**Complete the following**
**a)** Decide whether each statement agrees with the essay about opposing the Vietnam War: (i) the writer left law school in 1968 to protest the war in Vietnam; (ii) the writer took a public relations job at Boston Children’s Hospital; (iii) most parents of the children at the Fernald School visited them. Answer yes or no for each, quoting the words of the essay that decide it.
**b)** Extract the passage of the essay about opposing the Vietnam War from "While at Fernald" to "to them too.", word for word.

**Document text**

= = =

These are the most difficult words I have ever written. I have a phobia about the righteousness of my actions. It’s easier for me to feel okay about my plans and dreams before they are realized than it is to commit to actually following through and completing an activity that might be criticized. I know that I should not have contempt for the shortcomings of others. My secret is: I feel the most contempt for my failure to meet my own lofty goals.
In 1968 I left law school (and perhaps a promising career in law) to protest the war in Vietnam. I wanted to be right more than anything. I thought opposition to the Vietnam War was the best thing that I could do for my country. I imagined that future generations of Americans and Vietnamese would admire me for taking a stand against the war when it was unpopular to do so. I chose saving the lives of my contemporaries over my own career. I thought I would be admired because I asked my draft board to order me to do two years of service as a conscientious objector while my student deferment was still active. I was puffed up with self-rectitude when my draft board reclassified me as a conscientious objector. I knew that I was right to be against the Vietnam War. My draft board ordered me to find an acceptable job that was in the “national health safety or interest” and perform it successfully for two years. I turned down a job doing public relations for Boston Children’s Hospital because I was afraid that it would tarnish my sterling image. The job seemed too much in my career path at a time when so many members of my generation were dying in Vietnam. I thought it wouldn’t look “good” if I had a “good” job while men my age were dying in Vietnam.
I accepted a job at the Walter Fernald School. The children at the school had Intellectual and Developmental Disabilities but they were called retarded. At the time it was easier for people to blame the children for their disability than it was to do anything to ameliorate it. I was appalled that the majority of the parents of these children never visited them. I felt morally superior to the parents because I spent eight hours a day at the school with the children they never visited.
While at Fernald I counseled young men who were about to be drafted to file as conscientious objectors with their draft board just as I did, in order to make a statement against the war and perhaps end it. When these young men refused to file as conscientious objectors, I felt superior to them too.

= = =

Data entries
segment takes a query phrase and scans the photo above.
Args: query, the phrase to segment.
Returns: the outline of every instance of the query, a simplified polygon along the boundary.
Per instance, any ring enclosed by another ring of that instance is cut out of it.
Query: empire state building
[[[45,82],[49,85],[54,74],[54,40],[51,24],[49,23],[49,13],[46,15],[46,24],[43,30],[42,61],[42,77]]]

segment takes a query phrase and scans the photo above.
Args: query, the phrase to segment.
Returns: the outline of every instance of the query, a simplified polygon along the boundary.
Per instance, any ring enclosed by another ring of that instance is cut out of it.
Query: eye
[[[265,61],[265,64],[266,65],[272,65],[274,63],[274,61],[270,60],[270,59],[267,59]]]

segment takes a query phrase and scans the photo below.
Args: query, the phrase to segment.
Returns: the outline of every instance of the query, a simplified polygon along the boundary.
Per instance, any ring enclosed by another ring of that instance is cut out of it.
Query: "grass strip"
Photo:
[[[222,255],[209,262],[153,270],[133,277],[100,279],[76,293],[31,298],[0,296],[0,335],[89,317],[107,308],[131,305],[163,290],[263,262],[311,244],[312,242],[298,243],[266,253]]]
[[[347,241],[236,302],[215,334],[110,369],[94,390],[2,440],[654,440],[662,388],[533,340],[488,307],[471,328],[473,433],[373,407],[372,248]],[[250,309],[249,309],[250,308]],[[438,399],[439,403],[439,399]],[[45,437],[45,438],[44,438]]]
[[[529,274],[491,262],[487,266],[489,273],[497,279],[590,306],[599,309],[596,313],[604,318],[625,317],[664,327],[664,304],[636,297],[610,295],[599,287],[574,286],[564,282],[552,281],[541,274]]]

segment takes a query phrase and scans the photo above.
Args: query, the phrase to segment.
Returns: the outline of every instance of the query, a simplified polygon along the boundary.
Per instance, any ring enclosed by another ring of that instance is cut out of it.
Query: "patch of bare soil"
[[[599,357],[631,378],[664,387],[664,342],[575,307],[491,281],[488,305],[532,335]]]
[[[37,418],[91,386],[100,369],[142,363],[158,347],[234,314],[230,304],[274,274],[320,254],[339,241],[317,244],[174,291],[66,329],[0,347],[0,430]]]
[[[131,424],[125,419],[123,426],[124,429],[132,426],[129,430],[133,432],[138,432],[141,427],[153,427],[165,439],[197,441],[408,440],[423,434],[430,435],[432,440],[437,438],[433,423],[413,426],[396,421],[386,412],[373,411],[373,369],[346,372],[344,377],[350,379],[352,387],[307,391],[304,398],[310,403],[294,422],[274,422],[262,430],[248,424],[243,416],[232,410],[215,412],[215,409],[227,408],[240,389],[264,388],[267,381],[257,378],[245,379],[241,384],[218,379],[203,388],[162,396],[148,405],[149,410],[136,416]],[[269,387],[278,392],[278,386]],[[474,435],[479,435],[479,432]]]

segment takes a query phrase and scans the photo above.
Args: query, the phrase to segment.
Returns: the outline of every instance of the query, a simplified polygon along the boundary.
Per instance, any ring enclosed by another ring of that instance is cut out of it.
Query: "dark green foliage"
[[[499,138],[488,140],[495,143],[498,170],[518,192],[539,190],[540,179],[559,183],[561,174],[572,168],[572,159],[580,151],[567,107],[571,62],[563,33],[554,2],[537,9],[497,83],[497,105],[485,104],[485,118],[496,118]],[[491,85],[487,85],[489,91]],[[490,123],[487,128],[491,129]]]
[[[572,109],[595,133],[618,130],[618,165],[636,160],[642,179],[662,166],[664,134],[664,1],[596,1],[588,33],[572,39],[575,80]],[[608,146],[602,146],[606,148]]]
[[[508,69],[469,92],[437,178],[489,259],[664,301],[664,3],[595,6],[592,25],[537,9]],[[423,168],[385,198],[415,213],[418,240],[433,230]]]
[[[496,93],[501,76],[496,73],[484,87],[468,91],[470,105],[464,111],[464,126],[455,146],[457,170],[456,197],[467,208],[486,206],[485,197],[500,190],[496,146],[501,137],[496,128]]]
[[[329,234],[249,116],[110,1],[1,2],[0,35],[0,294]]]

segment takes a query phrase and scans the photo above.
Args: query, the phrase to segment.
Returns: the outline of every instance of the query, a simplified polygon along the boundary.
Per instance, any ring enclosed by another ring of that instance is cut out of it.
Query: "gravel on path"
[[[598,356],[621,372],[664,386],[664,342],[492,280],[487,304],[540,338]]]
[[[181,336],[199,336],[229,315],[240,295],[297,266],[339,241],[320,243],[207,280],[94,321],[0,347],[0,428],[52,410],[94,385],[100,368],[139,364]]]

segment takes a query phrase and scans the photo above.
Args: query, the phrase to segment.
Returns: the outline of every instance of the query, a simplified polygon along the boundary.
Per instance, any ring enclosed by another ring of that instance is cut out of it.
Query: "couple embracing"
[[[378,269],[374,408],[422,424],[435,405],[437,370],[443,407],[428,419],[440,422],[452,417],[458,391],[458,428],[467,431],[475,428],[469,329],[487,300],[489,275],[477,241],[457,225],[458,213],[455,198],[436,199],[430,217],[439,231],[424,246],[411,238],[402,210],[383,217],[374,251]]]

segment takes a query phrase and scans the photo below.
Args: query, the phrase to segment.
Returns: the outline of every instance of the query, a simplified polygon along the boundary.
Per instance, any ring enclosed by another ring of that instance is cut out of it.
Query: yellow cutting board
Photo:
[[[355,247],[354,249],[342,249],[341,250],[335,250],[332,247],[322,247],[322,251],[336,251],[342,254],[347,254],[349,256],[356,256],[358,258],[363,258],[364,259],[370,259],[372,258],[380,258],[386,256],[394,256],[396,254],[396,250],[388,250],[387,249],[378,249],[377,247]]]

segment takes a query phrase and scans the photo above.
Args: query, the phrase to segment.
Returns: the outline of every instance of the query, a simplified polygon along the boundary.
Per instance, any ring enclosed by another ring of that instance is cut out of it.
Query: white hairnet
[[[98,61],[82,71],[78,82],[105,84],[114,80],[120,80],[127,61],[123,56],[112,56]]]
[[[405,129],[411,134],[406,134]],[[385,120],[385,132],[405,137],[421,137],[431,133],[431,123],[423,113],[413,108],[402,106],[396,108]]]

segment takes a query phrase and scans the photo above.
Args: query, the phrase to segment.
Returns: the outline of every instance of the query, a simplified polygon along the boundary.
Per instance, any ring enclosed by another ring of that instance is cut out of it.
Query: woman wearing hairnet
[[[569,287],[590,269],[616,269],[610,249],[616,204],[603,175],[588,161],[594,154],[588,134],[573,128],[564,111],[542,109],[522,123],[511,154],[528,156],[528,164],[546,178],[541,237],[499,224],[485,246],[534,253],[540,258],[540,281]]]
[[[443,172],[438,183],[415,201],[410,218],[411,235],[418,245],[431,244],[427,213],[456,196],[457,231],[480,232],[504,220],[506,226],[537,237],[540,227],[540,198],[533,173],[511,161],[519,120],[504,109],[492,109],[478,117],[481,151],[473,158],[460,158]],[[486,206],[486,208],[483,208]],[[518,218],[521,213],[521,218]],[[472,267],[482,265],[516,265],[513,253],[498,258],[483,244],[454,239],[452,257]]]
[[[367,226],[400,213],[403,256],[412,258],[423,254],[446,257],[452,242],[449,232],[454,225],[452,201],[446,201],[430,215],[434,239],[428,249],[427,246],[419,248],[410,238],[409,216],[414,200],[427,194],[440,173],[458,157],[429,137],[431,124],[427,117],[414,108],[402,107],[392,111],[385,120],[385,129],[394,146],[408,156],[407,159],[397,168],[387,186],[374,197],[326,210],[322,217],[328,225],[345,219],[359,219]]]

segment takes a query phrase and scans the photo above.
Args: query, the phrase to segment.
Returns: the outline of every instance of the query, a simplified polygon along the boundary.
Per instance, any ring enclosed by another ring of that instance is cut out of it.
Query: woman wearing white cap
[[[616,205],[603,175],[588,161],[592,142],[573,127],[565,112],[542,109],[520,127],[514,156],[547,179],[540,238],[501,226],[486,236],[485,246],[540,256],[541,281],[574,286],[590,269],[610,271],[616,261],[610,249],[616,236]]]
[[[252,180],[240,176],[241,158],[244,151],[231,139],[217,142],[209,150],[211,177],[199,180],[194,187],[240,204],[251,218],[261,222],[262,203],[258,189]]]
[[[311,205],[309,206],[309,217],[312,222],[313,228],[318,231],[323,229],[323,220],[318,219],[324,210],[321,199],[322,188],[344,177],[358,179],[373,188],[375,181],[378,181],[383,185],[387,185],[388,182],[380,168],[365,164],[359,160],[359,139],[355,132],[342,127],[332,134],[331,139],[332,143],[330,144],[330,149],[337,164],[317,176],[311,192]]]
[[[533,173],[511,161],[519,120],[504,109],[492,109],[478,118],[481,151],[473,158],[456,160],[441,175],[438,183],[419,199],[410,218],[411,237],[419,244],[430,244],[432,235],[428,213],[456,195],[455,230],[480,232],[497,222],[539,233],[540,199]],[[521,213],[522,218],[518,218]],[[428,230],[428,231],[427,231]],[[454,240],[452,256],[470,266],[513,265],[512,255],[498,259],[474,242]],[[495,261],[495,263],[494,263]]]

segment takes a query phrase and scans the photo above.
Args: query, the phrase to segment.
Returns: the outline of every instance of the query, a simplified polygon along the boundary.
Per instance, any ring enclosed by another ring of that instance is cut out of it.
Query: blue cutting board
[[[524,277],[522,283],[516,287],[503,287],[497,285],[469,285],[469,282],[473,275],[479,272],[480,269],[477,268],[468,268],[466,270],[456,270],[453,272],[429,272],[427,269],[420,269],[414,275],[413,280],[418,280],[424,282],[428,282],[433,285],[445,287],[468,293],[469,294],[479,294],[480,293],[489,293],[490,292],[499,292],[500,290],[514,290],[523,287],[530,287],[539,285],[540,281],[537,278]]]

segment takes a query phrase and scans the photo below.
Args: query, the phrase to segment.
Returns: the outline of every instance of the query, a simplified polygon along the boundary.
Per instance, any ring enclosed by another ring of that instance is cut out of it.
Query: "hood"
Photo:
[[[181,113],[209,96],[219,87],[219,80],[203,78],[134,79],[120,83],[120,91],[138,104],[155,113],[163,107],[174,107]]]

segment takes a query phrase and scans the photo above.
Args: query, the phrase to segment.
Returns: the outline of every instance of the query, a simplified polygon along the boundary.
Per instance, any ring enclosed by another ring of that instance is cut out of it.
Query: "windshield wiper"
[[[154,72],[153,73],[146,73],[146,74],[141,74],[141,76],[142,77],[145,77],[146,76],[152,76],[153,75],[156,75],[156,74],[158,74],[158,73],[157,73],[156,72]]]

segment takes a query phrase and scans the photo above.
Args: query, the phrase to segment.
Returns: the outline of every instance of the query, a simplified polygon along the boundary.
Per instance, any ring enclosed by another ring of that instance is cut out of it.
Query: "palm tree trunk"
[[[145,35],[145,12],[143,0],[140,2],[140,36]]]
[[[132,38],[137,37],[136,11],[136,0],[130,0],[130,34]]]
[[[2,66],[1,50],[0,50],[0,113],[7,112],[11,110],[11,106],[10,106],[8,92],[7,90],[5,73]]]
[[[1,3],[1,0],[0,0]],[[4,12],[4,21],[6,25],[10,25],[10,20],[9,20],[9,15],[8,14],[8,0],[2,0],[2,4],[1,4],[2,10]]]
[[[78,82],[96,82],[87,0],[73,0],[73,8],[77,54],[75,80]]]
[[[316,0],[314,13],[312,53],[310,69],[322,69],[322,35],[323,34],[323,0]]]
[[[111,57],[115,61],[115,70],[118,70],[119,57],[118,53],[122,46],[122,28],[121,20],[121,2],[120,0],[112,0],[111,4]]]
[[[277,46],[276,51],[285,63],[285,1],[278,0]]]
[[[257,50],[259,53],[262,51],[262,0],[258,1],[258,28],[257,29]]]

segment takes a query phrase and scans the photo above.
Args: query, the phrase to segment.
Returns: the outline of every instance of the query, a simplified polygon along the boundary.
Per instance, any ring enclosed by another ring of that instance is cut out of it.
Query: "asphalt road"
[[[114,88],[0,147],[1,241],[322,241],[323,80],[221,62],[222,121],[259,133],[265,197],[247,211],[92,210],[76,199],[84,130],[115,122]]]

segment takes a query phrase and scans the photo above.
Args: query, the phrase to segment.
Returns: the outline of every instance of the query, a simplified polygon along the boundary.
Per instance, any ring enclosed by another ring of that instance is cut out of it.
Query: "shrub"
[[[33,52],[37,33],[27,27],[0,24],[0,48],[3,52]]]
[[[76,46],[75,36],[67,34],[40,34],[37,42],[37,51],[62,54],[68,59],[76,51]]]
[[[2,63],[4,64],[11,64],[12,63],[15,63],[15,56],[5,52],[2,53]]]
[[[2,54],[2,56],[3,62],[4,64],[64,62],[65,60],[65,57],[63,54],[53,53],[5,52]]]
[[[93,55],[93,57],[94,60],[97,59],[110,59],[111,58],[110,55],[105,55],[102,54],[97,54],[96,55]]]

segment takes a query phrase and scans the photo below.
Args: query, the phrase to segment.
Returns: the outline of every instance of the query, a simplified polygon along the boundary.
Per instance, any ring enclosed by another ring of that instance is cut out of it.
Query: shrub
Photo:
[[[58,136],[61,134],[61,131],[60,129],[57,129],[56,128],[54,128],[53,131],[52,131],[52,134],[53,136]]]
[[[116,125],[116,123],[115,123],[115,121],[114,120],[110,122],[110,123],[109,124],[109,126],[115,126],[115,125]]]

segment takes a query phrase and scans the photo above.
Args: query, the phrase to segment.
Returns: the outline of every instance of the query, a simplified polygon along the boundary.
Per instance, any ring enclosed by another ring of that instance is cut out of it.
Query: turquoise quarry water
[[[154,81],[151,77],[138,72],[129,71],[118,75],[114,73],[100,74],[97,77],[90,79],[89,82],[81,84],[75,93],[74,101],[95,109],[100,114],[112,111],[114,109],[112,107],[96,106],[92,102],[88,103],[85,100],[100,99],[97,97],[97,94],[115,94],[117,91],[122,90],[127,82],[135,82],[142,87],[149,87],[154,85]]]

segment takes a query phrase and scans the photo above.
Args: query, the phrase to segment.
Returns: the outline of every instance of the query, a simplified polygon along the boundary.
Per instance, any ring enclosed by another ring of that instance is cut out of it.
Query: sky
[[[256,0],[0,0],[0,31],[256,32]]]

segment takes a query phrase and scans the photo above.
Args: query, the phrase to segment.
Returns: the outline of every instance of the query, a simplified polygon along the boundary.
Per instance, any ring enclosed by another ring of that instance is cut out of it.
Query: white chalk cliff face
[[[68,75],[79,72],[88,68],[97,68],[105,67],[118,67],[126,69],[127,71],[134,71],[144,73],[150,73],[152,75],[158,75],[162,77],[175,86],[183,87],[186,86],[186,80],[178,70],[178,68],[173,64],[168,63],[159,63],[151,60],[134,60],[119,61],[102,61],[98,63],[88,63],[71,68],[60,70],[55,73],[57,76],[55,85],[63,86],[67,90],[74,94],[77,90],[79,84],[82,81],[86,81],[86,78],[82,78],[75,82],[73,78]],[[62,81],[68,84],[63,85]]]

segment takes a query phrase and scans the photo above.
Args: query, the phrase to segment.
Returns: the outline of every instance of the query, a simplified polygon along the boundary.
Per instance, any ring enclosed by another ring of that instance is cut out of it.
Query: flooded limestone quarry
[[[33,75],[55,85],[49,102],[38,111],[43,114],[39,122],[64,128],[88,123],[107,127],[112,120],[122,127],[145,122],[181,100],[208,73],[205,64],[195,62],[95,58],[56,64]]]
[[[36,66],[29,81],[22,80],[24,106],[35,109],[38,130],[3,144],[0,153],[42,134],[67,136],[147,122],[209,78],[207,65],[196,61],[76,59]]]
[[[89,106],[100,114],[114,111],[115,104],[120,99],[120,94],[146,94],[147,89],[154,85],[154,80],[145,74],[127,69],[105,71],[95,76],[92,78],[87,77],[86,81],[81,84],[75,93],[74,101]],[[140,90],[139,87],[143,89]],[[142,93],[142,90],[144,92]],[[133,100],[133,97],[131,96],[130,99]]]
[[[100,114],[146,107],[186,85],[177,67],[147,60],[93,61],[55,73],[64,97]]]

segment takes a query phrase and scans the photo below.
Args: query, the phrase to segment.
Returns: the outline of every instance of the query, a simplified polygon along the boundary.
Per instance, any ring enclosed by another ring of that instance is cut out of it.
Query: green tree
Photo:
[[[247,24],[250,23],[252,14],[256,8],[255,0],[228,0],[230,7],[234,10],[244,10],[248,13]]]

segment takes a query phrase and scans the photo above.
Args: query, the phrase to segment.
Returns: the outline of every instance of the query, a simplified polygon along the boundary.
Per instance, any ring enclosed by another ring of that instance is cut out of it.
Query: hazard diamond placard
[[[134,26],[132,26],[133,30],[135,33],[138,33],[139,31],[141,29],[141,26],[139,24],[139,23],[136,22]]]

= = =

**Task-by-task outputs**
**a)**
(i) Yes: "In 1968 I left law school (and perhaps a promising career in law) to protest the war in Vietnam."
(ii) No: "I turned down a job doing public relations for Boston Children’s Hospital"
(iii) No: "I was appalled that the majority of the parents of these children never visited them."

**b)**
While at Fernald I counseled young men who were about to be drafted to file as conscientious objectors with their draft board just as I did, in order to make a statement against the war and perhaps end it. When these young men refused to file as conscientious objectors, I felt superior to them too.